Every line of the records that holds the word "branch" should be copied out.
##### RECORDS SHOWN
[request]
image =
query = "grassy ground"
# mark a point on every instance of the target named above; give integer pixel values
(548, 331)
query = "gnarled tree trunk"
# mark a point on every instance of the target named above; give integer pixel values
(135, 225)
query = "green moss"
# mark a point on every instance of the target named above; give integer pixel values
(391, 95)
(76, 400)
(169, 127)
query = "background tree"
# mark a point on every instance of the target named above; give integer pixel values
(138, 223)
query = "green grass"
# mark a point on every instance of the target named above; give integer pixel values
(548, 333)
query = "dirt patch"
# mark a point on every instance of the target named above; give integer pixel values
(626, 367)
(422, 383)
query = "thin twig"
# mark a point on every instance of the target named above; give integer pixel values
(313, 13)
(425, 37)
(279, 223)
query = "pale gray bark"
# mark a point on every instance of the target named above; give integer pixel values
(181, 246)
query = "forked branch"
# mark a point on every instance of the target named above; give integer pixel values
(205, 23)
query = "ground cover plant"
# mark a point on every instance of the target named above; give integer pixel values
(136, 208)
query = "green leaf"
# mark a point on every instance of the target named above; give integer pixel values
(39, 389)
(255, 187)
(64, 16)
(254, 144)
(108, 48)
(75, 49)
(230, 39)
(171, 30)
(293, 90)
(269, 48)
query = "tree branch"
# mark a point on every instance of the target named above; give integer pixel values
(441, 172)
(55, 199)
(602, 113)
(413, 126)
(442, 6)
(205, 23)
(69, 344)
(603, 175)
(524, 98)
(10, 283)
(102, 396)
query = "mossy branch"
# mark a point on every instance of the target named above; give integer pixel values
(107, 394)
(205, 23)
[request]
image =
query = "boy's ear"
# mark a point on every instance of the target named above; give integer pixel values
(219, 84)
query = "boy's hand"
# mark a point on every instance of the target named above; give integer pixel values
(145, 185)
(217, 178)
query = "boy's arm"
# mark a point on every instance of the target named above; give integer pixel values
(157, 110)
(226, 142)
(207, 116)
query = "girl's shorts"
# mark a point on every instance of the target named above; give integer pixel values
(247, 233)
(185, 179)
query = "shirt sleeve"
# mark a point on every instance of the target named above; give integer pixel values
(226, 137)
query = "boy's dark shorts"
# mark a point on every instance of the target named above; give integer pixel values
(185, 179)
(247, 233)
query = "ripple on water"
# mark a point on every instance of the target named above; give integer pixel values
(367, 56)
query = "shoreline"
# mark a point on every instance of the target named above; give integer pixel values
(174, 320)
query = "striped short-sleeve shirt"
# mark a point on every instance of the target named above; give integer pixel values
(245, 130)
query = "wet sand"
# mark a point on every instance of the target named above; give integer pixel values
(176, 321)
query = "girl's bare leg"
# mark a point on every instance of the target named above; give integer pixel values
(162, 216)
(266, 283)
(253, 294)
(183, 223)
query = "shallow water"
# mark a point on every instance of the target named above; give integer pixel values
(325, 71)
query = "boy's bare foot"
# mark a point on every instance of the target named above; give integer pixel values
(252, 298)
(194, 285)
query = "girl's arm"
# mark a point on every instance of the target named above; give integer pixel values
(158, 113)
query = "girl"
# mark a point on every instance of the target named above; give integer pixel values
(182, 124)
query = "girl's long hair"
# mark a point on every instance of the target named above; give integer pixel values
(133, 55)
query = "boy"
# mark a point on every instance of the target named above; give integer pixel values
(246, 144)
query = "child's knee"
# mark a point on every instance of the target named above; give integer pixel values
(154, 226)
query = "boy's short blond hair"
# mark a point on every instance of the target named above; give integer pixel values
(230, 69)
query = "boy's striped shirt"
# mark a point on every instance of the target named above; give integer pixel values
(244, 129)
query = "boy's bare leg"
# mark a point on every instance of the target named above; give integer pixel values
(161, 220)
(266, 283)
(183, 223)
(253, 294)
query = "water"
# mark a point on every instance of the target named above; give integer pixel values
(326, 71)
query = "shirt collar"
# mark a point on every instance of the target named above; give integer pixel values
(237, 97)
##########
_ANSWER_.
query = "forked branch"
query = "tree branch"
query = "mossy branch"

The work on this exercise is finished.